## Page excerpt
━━━━━━━━━━
How do you representation of mismatch repair status / microsatellite instability in OMOP?

awrosen · November 8, 2023, 7:39pm

Dear OHDSI community,

As a part of the HowOften study, I’ve tried creating some cohorts definied by having colorectal cancer and their mismatch repair (MMR) status or microsatelite (MS). However, this produced quite lower counts that we we were expecting. After a bit of investigation we didn’t find any smoking gun of concepts which we forgot to include. We are currelty using:

35919449 MSI unstable low (MSI-L)
35917471 Microsatellite Instability (MSI)
35917835 Microsatellite Instability (MSI)
35918368 Microsatellite Instability (MSI)
21493972 Microsatellite instability [Interpretation] in Cancer specimen Qualitative
35977041 Microsatellite Instable-Low (MSI-L) measurement
42537577 Microsatellite instability-high colorectal cancer
3173676 Intact mismatch protein repair function identified in malignant tumor
21493968 DNA mismatch repair protein Mlh1 [Presence] in Cancer specimen by Immune stain
21493971 Mismatch repair endonuclease PMS2 [Presence] in Cancer specimen by Immune stain
21493969 DNA mismatch repair protein Msh2 [Presence] in Cancer specimen by Immune stain
21493970 DNA mismatch repair protein Msh6 [Presence] in Cancer specimen by Immune stain
35977040 Microsatellite Instable-High (MSI-H) measurement

Has anyone have expirience with how it might be coded differently? In Denmark we are doing the test routinly on patients diagnosed with colorectal cancer, and base on guidelines from NICE it’s also recomended in the UK and by the American College of Pathologists in the US, which probably means the difference in the counts are not due to differences in care, but hopefully due to how we’re trying to define the concept.
━━━━━━━━━━
## Data to examine
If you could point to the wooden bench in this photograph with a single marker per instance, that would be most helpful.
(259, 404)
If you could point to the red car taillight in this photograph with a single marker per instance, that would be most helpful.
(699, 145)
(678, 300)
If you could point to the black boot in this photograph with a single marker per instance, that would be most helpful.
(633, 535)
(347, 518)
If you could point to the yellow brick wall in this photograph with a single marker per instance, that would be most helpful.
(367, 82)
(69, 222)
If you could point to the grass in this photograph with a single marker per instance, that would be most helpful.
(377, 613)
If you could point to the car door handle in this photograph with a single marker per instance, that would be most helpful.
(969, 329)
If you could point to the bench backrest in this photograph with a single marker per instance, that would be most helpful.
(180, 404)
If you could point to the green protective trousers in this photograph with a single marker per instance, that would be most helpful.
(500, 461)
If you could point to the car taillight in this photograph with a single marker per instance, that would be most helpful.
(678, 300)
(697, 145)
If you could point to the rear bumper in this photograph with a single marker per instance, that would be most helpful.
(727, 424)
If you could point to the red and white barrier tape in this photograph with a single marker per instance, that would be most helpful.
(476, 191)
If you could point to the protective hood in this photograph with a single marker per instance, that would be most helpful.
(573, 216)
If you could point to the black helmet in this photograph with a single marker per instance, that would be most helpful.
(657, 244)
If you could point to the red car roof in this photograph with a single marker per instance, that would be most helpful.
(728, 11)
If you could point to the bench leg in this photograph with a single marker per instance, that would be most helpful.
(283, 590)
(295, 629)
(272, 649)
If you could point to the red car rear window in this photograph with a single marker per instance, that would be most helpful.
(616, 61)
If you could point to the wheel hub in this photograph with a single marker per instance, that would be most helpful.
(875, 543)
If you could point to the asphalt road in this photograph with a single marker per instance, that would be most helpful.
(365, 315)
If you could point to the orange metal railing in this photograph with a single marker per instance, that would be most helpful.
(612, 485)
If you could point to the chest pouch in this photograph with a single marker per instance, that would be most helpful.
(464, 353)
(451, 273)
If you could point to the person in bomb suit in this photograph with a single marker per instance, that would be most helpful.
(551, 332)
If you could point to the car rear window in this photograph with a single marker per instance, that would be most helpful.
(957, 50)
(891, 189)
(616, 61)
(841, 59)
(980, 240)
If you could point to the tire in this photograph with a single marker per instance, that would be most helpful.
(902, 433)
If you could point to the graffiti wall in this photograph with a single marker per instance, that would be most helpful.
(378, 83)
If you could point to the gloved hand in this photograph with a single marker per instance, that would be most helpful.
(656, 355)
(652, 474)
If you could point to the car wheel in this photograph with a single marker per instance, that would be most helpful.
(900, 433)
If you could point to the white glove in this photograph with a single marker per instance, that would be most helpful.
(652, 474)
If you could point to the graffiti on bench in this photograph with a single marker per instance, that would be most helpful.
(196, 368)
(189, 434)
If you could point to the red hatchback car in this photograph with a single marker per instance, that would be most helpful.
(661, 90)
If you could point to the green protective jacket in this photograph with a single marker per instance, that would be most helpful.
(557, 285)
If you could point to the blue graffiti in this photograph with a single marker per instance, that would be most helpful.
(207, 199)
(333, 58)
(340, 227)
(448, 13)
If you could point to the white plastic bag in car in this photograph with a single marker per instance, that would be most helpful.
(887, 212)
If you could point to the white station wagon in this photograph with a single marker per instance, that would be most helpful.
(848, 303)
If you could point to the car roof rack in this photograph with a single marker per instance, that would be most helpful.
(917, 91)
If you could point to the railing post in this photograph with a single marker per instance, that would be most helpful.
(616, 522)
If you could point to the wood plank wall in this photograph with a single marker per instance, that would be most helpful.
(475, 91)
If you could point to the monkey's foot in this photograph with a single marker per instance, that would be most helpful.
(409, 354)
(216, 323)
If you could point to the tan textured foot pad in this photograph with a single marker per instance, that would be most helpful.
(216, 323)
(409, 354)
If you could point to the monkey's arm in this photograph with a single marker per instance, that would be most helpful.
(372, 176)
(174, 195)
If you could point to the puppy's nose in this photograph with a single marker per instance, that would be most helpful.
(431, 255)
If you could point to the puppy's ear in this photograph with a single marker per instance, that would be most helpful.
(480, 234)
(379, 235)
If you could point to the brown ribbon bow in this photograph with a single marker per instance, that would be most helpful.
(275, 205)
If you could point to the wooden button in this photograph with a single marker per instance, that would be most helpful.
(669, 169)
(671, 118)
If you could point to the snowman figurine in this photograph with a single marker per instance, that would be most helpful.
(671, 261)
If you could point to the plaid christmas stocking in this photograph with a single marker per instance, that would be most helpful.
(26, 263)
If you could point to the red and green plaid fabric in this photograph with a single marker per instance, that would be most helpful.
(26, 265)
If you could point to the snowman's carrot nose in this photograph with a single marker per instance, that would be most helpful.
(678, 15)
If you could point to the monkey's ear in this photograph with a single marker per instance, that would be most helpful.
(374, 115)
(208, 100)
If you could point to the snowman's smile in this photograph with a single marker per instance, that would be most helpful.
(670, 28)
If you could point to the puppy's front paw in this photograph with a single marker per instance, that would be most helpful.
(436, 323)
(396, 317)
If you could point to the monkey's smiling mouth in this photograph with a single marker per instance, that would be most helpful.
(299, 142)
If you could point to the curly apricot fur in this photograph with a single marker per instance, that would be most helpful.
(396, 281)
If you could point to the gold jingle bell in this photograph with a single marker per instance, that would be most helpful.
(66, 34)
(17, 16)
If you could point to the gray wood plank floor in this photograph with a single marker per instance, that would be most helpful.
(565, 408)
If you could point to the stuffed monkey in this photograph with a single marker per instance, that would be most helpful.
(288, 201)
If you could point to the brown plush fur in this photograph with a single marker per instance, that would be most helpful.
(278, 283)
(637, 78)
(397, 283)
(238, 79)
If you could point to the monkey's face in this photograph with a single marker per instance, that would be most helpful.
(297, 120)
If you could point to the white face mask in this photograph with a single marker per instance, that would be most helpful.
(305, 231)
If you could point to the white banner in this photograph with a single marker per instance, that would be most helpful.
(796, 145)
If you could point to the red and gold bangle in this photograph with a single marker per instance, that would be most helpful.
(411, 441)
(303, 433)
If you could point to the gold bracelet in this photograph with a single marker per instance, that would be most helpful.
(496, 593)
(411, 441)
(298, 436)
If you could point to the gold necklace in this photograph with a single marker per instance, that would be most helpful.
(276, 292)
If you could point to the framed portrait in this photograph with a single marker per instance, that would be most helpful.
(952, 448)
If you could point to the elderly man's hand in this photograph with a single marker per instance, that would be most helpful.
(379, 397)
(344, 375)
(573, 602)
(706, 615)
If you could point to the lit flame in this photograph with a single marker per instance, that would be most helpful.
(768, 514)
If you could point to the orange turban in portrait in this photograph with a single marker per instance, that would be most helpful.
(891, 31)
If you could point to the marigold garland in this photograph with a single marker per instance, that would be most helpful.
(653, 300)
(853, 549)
━━━━━━━━━━
Answer these questions about the forum post on mismatch repair status in OMOP:
1. For which study were the colorectal cancer cohorts created?
2. Which concept ID is listed for "Microsatellite instability-high colorectal cancer"?
3. In which country does the poster say the test is done routinely on patients diagnosed with colorectal cancer?
The entries have nothing to do with this task.

1. The HowOften study
2. 42537577
3. Denmark